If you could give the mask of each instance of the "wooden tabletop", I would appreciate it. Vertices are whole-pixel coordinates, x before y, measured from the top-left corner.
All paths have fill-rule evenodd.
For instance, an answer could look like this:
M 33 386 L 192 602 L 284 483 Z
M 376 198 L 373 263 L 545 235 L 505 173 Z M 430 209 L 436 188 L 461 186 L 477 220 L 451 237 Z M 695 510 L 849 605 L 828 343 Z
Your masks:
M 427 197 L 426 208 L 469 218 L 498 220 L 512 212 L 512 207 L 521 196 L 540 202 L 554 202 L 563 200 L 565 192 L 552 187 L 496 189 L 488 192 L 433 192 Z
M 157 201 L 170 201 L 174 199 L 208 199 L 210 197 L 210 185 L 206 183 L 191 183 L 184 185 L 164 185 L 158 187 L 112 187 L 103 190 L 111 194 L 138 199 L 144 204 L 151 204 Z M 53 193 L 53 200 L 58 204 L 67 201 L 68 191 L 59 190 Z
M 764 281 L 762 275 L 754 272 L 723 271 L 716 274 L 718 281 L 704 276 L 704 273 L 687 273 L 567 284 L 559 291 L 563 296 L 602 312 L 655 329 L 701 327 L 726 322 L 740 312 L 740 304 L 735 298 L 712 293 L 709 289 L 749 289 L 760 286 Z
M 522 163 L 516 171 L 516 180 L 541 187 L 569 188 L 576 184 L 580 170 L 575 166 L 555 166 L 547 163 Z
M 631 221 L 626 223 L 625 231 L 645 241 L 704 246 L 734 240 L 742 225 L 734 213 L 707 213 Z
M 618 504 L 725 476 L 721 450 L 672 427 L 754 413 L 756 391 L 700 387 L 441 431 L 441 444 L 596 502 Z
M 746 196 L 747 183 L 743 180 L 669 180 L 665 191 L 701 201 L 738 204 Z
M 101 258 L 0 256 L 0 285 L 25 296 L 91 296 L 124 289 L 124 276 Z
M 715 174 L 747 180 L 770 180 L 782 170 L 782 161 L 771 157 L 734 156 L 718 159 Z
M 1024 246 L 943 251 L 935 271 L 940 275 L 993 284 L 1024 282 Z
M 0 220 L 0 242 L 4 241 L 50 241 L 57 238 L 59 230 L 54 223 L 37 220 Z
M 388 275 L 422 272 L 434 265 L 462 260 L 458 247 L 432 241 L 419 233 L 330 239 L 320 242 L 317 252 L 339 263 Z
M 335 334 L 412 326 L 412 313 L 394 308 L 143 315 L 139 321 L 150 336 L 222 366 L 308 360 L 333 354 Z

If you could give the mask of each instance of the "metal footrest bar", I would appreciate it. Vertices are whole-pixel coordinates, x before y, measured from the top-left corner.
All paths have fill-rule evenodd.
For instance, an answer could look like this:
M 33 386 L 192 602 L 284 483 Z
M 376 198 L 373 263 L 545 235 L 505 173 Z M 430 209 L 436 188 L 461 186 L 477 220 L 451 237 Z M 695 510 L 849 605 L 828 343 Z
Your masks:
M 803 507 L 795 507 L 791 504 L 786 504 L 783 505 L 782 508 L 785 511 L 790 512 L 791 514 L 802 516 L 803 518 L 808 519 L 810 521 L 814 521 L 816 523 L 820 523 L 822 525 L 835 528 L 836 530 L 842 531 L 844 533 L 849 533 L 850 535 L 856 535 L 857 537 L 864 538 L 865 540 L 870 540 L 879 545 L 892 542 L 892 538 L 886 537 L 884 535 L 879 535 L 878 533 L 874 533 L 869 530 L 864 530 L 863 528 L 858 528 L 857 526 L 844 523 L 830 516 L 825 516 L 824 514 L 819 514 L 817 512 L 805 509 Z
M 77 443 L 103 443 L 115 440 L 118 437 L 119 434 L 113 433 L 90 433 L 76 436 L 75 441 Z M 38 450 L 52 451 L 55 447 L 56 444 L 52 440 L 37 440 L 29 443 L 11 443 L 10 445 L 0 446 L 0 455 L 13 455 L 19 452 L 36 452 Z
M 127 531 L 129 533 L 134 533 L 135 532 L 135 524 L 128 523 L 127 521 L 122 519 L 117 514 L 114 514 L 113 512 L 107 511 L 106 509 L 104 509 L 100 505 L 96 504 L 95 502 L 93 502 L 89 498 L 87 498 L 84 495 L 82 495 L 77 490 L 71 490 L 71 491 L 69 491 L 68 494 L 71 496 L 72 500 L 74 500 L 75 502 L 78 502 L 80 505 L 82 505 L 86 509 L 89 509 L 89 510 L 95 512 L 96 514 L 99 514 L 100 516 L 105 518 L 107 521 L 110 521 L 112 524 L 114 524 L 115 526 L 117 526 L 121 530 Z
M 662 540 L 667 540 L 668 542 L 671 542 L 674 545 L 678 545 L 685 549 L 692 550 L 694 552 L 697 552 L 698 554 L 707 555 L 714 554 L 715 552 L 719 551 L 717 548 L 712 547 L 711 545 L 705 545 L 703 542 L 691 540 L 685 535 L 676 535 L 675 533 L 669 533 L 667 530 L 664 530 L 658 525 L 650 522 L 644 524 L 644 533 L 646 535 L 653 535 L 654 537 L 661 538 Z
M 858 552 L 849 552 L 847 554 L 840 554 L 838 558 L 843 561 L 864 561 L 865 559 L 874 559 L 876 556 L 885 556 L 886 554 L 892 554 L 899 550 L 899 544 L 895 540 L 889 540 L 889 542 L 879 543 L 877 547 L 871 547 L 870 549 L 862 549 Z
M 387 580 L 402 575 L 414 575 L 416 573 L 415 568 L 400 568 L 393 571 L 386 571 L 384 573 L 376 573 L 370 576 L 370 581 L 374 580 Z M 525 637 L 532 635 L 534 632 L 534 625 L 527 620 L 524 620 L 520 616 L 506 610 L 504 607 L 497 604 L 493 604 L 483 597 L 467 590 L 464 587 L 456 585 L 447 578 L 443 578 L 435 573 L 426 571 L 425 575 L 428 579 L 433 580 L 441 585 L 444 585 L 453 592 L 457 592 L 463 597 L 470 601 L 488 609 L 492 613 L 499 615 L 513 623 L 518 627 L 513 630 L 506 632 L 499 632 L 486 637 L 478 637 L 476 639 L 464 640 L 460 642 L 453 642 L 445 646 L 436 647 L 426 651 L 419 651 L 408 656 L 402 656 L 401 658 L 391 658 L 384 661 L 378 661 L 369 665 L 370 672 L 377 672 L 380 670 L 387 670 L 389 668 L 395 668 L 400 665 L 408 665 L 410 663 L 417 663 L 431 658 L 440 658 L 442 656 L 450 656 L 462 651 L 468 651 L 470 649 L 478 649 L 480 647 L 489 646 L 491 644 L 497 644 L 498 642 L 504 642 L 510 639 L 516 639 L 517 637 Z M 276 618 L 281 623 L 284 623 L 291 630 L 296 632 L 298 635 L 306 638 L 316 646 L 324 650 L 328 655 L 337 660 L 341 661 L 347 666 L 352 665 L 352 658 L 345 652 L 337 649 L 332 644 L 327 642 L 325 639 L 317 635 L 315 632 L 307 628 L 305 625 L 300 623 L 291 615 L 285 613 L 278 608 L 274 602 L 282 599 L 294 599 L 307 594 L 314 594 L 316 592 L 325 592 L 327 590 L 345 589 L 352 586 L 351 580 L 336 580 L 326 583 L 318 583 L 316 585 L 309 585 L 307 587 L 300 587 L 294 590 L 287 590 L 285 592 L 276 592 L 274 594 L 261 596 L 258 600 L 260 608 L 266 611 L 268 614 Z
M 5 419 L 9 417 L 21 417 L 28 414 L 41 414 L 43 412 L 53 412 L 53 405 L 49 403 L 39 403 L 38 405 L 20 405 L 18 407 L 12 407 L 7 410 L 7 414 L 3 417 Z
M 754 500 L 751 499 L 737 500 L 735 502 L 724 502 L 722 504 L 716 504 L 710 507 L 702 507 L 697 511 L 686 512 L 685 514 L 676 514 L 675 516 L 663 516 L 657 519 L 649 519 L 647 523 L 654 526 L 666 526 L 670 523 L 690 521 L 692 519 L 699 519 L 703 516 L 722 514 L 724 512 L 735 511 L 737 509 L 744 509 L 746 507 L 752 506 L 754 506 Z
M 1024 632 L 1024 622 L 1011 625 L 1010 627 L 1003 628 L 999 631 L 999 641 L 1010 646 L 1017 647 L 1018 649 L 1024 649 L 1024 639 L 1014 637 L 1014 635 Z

==

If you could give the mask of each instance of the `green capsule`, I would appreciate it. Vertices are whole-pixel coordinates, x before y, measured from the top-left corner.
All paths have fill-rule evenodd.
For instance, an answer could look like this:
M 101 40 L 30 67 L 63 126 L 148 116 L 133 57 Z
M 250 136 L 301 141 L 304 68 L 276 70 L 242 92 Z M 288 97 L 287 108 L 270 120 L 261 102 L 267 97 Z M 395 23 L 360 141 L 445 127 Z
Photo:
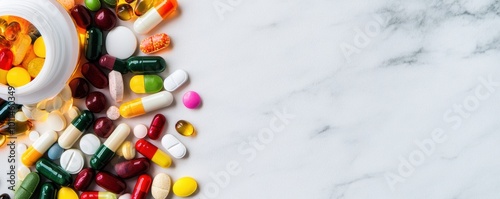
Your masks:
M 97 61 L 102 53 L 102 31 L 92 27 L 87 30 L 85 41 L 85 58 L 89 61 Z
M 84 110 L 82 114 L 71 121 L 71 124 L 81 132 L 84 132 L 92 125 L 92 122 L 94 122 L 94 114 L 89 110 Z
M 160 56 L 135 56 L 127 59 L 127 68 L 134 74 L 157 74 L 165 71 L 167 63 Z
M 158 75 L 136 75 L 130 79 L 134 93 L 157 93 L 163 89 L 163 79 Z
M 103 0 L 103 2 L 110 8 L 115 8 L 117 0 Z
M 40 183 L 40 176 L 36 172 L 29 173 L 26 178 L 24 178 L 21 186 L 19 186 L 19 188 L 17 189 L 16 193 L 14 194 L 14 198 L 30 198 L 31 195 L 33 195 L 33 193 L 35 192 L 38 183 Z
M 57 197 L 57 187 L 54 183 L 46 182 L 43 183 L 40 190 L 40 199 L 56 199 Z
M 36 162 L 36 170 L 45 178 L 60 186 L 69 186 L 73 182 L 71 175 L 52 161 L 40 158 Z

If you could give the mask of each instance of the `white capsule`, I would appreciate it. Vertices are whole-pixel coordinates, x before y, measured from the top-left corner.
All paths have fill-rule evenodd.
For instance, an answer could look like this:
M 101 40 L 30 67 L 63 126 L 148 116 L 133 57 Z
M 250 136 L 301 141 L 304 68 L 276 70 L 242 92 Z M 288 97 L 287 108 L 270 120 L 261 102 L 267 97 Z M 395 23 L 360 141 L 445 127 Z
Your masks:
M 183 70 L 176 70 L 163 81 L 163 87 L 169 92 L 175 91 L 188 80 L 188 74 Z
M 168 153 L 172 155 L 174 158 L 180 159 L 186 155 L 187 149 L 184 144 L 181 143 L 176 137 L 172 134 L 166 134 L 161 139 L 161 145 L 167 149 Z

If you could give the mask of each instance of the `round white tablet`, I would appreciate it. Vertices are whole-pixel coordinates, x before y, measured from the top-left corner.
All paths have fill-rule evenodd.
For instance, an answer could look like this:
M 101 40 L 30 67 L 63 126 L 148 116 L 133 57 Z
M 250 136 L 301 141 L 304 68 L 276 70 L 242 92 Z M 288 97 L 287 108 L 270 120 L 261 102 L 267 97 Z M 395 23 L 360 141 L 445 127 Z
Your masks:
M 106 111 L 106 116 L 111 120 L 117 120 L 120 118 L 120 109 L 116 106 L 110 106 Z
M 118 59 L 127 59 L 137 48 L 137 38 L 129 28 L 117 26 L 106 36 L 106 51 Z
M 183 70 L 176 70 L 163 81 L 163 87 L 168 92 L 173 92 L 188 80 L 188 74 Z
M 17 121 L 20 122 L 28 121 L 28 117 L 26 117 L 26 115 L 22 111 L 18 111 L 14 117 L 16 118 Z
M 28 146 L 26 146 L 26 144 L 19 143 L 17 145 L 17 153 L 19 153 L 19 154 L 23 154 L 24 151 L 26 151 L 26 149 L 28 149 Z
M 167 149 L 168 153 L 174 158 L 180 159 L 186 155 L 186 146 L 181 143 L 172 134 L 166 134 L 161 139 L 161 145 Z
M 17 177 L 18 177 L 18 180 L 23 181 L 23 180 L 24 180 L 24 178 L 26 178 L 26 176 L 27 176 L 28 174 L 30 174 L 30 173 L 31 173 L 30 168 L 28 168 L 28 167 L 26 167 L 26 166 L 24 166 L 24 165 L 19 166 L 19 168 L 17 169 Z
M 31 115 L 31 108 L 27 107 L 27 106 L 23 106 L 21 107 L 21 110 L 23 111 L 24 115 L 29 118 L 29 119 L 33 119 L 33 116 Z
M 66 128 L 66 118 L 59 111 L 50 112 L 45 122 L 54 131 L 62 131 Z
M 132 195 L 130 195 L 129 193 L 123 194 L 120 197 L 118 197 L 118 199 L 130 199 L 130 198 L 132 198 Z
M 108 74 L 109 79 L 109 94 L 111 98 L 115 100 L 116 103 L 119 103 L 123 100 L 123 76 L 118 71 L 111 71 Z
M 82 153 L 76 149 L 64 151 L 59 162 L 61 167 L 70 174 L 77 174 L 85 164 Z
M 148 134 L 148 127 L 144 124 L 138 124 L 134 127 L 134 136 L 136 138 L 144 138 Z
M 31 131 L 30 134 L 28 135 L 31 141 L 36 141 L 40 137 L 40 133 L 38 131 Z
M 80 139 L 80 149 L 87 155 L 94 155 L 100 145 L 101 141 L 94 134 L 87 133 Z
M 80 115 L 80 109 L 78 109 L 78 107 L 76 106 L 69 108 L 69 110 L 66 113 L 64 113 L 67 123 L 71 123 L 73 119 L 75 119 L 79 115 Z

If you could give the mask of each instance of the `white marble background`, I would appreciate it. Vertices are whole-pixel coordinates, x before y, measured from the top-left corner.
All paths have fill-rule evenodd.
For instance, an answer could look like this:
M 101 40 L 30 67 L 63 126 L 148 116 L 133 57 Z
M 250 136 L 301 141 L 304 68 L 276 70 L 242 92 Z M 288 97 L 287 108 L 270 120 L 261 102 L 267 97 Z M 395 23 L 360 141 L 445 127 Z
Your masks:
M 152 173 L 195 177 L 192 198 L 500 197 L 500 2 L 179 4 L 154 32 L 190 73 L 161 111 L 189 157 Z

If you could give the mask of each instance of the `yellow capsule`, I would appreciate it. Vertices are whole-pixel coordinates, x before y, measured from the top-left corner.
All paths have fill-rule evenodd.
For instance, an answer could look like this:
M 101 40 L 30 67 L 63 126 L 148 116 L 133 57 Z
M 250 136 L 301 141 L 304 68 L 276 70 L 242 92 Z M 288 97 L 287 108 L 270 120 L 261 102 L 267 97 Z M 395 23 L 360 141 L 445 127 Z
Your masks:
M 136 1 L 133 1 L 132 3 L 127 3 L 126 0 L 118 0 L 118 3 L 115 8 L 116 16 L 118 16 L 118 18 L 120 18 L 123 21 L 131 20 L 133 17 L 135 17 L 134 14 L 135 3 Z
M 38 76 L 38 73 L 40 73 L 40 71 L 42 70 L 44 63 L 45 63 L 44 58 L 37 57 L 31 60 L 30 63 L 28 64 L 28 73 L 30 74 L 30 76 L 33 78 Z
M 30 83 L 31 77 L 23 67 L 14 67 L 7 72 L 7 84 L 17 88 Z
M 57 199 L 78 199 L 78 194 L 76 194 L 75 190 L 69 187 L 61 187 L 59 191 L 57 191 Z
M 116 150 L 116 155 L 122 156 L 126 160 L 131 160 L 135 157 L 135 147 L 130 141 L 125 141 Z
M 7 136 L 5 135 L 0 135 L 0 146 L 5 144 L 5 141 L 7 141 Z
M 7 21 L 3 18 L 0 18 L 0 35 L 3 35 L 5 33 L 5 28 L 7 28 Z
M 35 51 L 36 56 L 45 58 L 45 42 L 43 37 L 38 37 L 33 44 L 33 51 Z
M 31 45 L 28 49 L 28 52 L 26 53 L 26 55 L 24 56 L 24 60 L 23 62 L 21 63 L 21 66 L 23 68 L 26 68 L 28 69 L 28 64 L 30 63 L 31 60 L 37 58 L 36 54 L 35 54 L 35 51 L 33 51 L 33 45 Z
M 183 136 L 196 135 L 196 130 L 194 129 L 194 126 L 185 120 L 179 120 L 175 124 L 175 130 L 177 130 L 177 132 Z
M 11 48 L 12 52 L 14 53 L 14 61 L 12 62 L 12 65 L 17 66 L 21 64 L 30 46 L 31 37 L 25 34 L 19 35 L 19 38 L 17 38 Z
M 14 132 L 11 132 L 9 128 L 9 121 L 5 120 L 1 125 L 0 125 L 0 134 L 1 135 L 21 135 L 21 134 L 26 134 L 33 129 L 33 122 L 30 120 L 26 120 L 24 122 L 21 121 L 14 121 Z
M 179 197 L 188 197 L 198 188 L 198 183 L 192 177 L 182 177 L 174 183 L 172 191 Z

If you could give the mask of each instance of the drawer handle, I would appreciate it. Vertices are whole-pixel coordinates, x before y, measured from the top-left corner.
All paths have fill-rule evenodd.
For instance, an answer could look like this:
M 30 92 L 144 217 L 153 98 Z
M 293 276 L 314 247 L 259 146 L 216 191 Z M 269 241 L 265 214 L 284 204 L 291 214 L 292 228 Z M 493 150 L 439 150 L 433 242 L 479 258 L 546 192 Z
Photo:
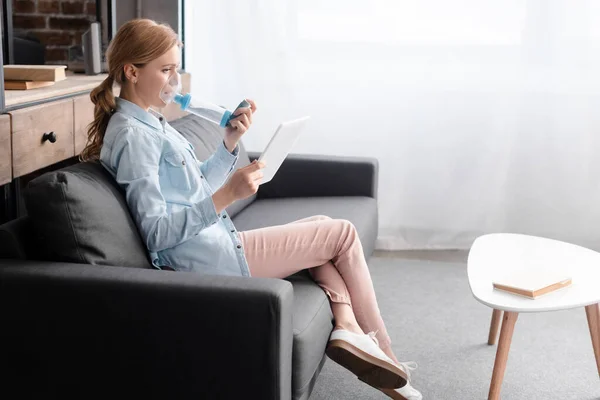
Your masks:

--

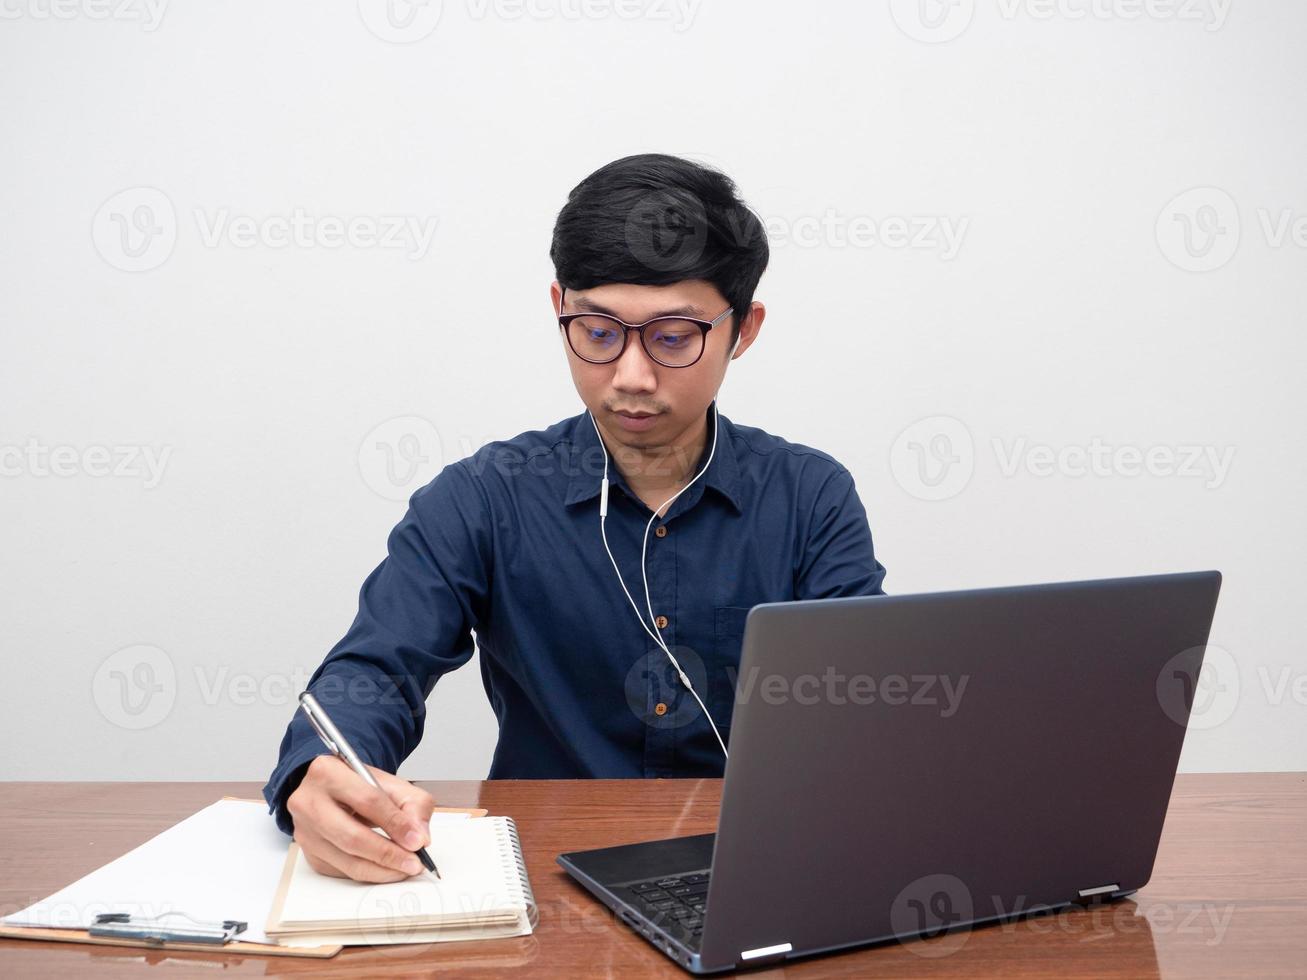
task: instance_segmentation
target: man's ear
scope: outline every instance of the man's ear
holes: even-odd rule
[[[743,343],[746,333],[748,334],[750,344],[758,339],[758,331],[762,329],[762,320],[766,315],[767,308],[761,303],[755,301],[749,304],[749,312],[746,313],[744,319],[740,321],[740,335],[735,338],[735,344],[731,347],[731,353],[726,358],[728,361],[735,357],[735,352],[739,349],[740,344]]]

__PROMPT__
Using the material above, return each line in which the word "white" occurs.

__ANSWER FOR THE TASK__
If you could give the mask of each instance of the `white capsule`, I would appreciate it. Vertices are whole-pixel coordinates, x before y, measured from the top-left corner.
If you could give the mask of each instance of the `round white tablet`, I would appreciate it. Vertices are whole-pixel coordinates, x before y, measured from the top-left corner.
If you could give the mask of each instance of the `white marble background`, I would appreciate it. Vertices are whole-pixel coordinates, x before y, measured from the top-left corner.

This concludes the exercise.